» What you are asked to do:
Give back the entire listing verbatim.

» Data provided:
_ _ _ _ _ _ _
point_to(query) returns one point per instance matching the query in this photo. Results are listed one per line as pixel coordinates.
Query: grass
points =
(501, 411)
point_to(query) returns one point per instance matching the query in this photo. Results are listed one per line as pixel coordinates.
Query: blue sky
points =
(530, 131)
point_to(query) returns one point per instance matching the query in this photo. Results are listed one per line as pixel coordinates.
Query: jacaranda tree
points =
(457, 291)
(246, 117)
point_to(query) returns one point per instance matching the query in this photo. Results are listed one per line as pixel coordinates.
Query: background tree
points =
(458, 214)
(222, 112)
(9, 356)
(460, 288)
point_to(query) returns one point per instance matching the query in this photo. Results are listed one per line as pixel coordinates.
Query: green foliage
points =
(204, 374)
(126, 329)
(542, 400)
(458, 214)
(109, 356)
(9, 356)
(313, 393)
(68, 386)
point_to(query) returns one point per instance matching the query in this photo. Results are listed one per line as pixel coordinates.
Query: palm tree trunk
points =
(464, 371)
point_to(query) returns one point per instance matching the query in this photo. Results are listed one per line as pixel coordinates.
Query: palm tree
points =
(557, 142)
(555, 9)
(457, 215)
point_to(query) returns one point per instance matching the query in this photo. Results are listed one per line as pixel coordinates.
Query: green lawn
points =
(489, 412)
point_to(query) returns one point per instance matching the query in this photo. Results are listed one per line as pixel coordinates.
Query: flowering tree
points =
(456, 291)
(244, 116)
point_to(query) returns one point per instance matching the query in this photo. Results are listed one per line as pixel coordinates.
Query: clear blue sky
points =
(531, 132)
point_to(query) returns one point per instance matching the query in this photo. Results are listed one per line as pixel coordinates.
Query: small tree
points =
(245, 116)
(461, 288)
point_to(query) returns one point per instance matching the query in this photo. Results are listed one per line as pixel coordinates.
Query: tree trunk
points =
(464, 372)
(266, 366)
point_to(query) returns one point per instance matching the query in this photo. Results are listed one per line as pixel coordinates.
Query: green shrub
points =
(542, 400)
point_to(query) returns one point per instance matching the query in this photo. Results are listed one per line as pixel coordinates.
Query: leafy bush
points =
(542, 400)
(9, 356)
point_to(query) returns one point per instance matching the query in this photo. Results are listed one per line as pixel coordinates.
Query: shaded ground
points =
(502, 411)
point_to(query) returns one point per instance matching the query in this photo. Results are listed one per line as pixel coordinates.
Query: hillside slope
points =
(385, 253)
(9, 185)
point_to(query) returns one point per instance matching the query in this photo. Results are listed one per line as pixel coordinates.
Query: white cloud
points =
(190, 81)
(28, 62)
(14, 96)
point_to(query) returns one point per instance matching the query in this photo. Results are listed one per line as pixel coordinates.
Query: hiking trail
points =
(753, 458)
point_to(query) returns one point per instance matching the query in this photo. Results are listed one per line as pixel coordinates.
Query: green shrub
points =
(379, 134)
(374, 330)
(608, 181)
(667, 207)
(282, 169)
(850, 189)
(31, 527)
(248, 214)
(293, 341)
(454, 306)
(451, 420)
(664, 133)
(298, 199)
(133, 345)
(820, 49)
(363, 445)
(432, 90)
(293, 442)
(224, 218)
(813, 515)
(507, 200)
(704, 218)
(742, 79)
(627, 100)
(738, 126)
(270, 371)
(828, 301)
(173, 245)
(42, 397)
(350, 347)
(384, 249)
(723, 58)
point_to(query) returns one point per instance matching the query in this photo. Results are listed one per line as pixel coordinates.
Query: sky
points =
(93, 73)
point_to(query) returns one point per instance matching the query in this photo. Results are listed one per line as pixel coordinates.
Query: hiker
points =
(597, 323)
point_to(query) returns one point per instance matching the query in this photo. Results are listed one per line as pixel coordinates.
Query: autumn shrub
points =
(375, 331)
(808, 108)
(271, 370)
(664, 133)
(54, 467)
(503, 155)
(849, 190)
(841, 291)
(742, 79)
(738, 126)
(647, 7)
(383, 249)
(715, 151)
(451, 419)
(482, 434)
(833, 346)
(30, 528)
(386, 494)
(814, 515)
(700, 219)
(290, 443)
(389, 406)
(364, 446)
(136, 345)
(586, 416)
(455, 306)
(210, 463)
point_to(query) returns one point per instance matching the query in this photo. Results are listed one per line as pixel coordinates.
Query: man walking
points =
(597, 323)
_ _ _ _ _ _ _
» Response to the task:
point_to(query) returns one point per instance matching the query in this photo. Results are listed one per line as pixel coordinates.
Query: grass
points =
(501, 411)
point_to(query) returns one point per instance matching the query in this photo. Results are listed one per line as pixel coordinates.
Query: blue sky
points =
(530, 131)
point_to(query) returns one point per instance matching the query in this photo. Results are listed one per line as pixel coordinates.
Query: jacaranda tree
points =
(457, 291)
(246, 117)
point_to(query) returns one point per instance matching the query in this photo. Results are listed one per line as pixel coordinates.
Query: background tree
points =
(458, 214)
(222, 112)
(9, 356)
(460, 288)
point_to(query) returns one point per instance matching the query in this photo. Results are listed one per line as pixel coordinates.
Query: green foliage
points =
(204, 374)
(126, 329)
(542, 400)
(458, 214)
(109, 356)
(9, 356)
(313, 393)
(68, 386)
point_to(query) returns one point per instance matching the query in this photo. Results are listed one per line as pixel coordinates.
Query: palm tree trunk
points =
(464, 371)
point_to(query) returns one point per instance matching the query in this photo. Results are listed one per line as pixel coordinates.
Query: palm tree
points =
(557, 142)
(555, 9)
(457, 215)
point_to(query) returns one point per instance matching the query in this photo. Results are listed one per line as pixel coordinates.
Query: green lawn
points =
(489, 412)
point_to(query) returns one point per instance matching the query in this photo. Results are listed one per line as pixel coordinates.
Query: flowering tree
points =
(456, 291)
(244, 116)
point_to(query) returns one point per instance matching the query in this photo. Results are listed one per line as pixel coordinates.
Query: clear blue sky
points =
(531, 132)
point_to(query) returns one point per instance matching the query in this photo. Results are listed one per line as pixel coordinates.
Query: small tree
points =
(245, 116)
(461, 288)
point_to(query) returns one point per instance matching the query in this photo. Results are listed one per line as pixel coordinates.
Query: tree trunk
points =
(464, 372)
(266, 366)
point_to(query) returns one point per instance matching the query in this photo. Results are listed one per line as pixel coordinates.
Query: green shrub
points =
(542, 400)
point_to(query) returns one point per instance matching the query in this photo. Results are listed one per line as pixel coordinates.
Query: leafy bush
points =
(542, 400)
(9, 356)
point_to(query) returns one point per instance matching the query in this photo. Results are listed one per line as pixel coordinates.
Query: shaded ground
points =
(502, 411)
point_to(query) returns one point per instance matching the query in this photo. Results are listed one per line as pixel coordinates.
Query: hillside slope
points =
(385, 253)
(9, 185)
point_to(query) returns one point per instance matching the query in this photo. Results are listed one per line as pixel coordinates.
Query: white cloud
points =
(190, 81)
(28, 62)
(14, 96)
point_to(query) returns one point per instance matching the query in this photo. Results are listed one per line as pixel coordinates.
Query: hiking trail
points =
(753, 458)
point_to(query) returns one point per instance matching the query in this photo. Results are listed one per line as pixel coordinates.
Query: green shrub
points =
(379, 134)
(374, 330)
(608, 181)
(667, 207)
(282, 169)
(850, 189)
(31, 527)
(248, 214)
(293, 341)
(454, 306)
(451, 420)
(664, 133)
(298, 199)
(133, 345)
(820, 49)
(363, 445)
(432, 90)
(293, 442)
(224, 218)
(813, 515)
(507, 200)
(704, 218)
(742, 79)
(627, 100)
(738, 126)
(270, 371)
(828, 301)
(173, 245)
(42, 397)
(350, 347)
(384, 249)
(723, 58)
point_to(query) returns one point per instance matching the query in this photo. Results are listed one per line as pixel coordinates.
Query: sky
points =
(93, 73)
point_to(query) returns one point per instance matching the query in this photo. Results are listed one per line as pixel coordinates.
Query: hiker
points =
(597, 323)
point_to(query) returns one point per instance matching the query in this photo. Results are listed one per line as pixel coordinates.
Query: autumn shrub
points =
(375, 331)
(808, 108)
(271, 370)
(664, 133)
(54, 467)
(503, 155)
(849, 190)
(841, 291)
(742, 79)
(738, 126)
(647, 7)
(383, 249)
(715, 151)
(451, 419)
(482, 434)
(833, 346)
(30, 528)
(386, 494)
(814, 515)
(700, 219)
(290, 443)
(389, 406)
(364, 446)
(136, 345)
(586, 416)
(455, 306)
(210, 463)
point_to(query) returns one point per instance matching the query in this photo. Results are listed one per line as pixel coordinates.
Query: man walking
points =
(597, 323)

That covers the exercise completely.